**What you are asked to do:** Turn all of the data below into a numbered list, one item per line, skipping any blank lines. Leave the pictures out of your answer.

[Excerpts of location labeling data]
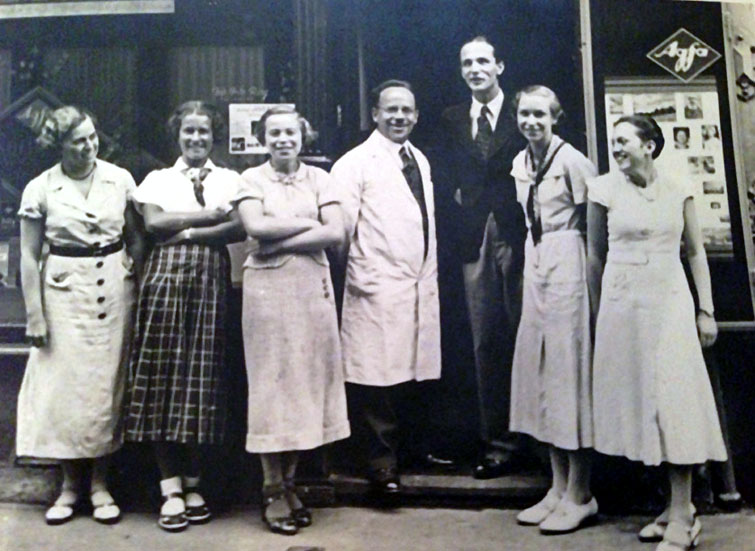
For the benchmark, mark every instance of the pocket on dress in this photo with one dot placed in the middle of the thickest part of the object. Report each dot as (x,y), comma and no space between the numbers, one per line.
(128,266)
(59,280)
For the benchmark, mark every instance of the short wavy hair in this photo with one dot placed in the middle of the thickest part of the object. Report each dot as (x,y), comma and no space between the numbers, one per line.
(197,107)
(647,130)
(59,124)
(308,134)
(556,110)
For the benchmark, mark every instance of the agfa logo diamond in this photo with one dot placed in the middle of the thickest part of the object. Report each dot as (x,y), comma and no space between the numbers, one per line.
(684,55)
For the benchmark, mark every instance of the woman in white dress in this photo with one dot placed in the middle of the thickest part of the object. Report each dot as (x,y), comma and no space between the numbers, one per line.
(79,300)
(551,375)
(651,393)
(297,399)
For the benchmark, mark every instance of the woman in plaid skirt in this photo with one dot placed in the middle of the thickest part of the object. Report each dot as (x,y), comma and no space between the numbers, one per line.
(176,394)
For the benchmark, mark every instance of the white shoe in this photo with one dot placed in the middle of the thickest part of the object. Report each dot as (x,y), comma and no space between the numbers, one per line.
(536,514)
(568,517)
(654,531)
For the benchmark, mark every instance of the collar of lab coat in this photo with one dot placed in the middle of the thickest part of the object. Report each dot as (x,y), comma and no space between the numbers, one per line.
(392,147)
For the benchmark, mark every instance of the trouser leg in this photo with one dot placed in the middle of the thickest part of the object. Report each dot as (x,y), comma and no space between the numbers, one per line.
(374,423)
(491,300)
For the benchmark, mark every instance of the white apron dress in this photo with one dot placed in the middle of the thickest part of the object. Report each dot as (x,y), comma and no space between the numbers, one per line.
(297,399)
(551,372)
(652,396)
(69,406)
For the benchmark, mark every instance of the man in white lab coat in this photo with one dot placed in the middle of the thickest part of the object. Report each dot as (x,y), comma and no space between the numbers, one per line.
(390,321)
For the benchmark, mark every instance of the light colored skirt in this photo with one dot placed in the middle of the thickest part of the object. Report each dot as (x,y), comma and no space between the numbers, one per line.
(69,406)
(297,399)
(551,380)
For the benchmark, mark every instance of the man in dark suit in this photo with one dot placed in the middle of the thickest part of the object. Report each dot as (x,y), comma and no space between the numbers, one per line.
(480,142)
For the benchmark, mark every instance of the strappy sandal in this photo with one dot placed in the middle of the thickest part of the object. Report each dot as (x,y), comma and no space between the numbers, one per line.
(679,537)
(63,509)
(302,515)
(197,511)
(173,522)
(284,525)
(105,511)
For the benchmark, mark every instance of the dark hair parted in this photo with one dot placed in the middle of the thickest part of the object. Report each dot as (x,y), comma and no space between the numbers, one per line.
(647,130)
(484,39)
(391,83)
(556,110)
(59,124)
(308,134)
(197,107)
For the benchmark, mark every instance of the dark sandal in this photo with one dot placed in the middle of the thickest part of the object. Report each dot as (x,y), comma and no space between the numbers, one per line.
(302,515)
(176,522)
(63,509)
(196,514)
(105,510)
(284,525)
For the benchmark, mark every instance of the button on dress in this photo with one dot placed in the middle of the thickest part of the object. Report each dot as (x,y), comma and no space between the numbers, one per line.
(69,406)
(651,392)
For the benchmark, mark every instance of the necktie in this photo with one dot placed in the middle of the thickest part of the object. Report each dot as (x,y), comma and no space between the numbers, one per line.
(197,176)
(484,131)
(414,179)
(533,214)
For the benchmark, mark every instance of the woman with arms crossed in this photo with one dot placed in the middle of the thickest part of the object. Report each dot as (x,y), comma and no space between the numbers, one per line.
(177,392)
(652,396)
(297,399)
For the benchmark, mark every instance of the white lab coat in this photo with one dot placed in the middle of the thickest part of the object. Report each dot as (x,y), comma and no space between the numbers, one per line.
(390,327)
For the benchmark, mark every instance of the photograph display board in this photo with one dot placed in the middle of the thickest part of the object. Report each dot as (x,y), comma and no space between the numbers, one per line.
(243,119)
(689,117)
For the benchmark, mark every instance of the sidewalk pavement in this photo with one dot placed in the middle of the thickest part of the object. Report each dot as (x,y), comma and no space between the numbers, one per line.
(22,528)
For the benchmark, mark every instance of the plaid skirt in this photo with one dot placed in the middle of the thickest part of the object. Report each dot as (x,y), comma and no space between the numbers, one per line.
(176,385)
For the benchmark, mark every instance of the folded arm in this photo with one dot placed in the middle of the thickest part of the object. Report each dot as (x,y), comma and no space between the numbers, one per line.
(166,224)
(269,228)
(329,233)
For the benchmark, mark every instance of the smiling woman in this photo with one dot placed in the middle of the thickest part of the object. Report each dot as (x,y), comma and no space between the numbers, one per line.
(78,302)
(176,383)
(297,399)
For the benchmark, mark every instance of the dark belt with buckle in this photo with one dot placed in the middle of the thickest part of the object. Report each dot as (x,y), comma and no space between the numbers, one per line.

**Response:**
1. For the benchmark, mark every instance of the pocket on dress in this photo with one dot placed in the middle of the thickest part of the object. Report each dot as (x,y), comma and no space between the numbers, one per line.
2. (128,266)
3. (59,280)
4. For the benchmark, mark every instance of the short wavy hair in this photo with one dot placed in the middle of the thickest part of the object. Report each dot as (x,y), comma and no space between the numbers, one per line.
5. (197,107)
6. (647,130)
7. (59,124)
8. (308,134)
9. (556,110)
10. For the benchmark, mark every instance of the agfa logo diamond in this photo with one dot placed in the middle of the thickest part of the object. Report each dot as (x,y), comma and no space between the numbers, one per line.
11. (684,55)
12. For the benchmark, mark every instance of the woman in white dress in this photo with one dot placed in the middle of the thickest part of the object. Report each dot as (x,y), comma and no space between the numbers, one per line.
13. (79,300)
14. (551,375)
15. (651,393)
16. (297,399)
17. For the benchmark, mark every instance of the woman in plaid skirt in this photo with one dot placed in the middle of the thickest part of the object. Report each dot as (x,y), comma and no space between the numbers, one per line.
18. (176,394)
19. For the benchmark, mark every instance of the white shoe in this photo with one dot placed in the middle of the thickest part of the object. Report each dot as (x,y), comma and no space between the numbers, one per line.
20. (536,514)
21. (568,517)
22. (654,531)
23. For the benchmark, mark every instance of the collar of lab coat in this photo with one dot placed in the middle of the thickest part of the object. Report each dot as (x,y), comma and no space between the numbers, one per line.
24. (392,147)
25. For the benchmark, mark every instance of the trouser leg in this photo with one dot placed in the middle of the thickest part of the object. Report each dot as (x,y), comma and no space between the numbers, one per line.
26. (374,423)
27. (491,300)
28. For the benchmark, mark every instance of the white apron dress in this photo with one dot placed in the middle of the thickest part of the object. Report each dot as (x,y), comma and no space between the numbers, one per line.
29. (297,399)
30. (551,372)
31. (652,396)
32. (69,406)
33. For the benchmark, mark every instance of the man in white lab coat in this photo with one dot placed in the middle of the thickest part of the object. Report each dot as (x,y), comma and no space between the numbers, one per line.
34. (390,321)
35. For the benchmark, mark every instance of the light colored skirt in this photo with one dot placed in the middle of the thickest part of the object. Report each dot as (x,y), comma and no space between the numbers, one per line.
36. (69,406)
37. (297,399)
38. (551,380)
39. For the benchmark, mark every instance of the man in dark suit in this photo with one dot placed in the middle of the thickest part of the object. Report each dot as (x,y), comma and no space between the numbers, one per line.
40. (480,142)
41. For the benchmark, mark every instance of the strappy sandal in this photo with one dot placed in the middle of the thickest part of the object. Report each dot as (x,y), comma and no space between the numbers, one per line.
42. (679,537)
43. (63,509)
44. (302,515)
45. (197,511)
46. (173,522)
47. (284,525)
48. (105,511)
49. For the benchmark, mark every instance of the dark hair parted in this photo with one dot placed in the middle of the thickest part of the object. Report each dot as (x,y), comma and no space between the numbers, one per line.
50. (647,130)
51. (484,39)
52. (391,83)
53. (556,110)
54. (59,124)
55. (308,134)
56. (197,107)
57. For the benchmark, mark every instance of the dark sandal in this photo with one dot placed in the middle of the thickest part of the object. Report each dot as (x,y), comma and no space between the numbers, one per line.
58. (302,515)
59. (176,522)
60. (63,509)
61. (196,514)
62. (105,510)
63. (284,525)
64. For the benchmark, mark every instance of the button on dress in this photo with one dot placed in the middle of the thickest part of the object. Report each dot as (x,y), comma and no space between the numbers, one per line.
65. (69,406)
66. (651,392)
67. For the benchmark, mark every instance of the necktie in this photo with one dot placed in the middle of the thickest part of the object. Report each dot as (x,y), comma and no space between the numbers, one per line.
68. (197,176)
69. (484,131)
70. (414,179)
71. (533,214)
72. For the benchmark, mark every instance of the woman with arms crossed in this photo with one dot placed in the middle of the thickest part of the object. Report each dot as (x,y), comma and no space between the numbers, one per line.
73. (177,392)
74. (652,396)
75. (297,399)
76. For the benchmark, mark every instance of the white lab coat in this photo with one dot placed in the middle of the thickest part of the object. Report each dot as (x,y), comma and no space between the numbers, one per line.
77. (390,327)
78. For the benchmark, mark every instance of the photograph display board in this photo with one dot placed in the middle of the thickest part of the object. Report each dot as (x,y), comma and no space between the numbers, one per line.
79. (243,119)
80. (689,117)
81. For the benchmark, mark every instance of the sidewalk pavement in this photo with one dot placed in the middle of the thickest part of the object. Report each dot as (x,y), comma and no space between the numbers, one per line.
82. (22,528)
83. For the benchmark, mark every instance of the plaid skirt in this photo with one dot placed in the middle of the thickest part of the object. Report each dot as (x,y), comma and no space between the numbers, one per line.
84. (176,385)
85. For the benchmark, mark every instance of the folded arm in this photo with one dot placed in the middle of the thickest part of the object. Report each dot as (x,y), comma and no space between the numbers, one per line.
86. (166,224)
87. (269,228)
88. (329,233)
89. For the benchmark, mark every instance of the smiling woman in this photo with one dot placed in the middle of the thickest part of the object. Report each dot as (x,y), comma and no space between the numbers, one per line.
90. (78,302)
91. (176,383)
92. (297,399)
93. For the benchmark, mark every instance of the dark belt with buckle in this photo with one dot placed in the middle of the thickest part of the object. Report each dot as (x,y), comma and no space between the numbers, one per line.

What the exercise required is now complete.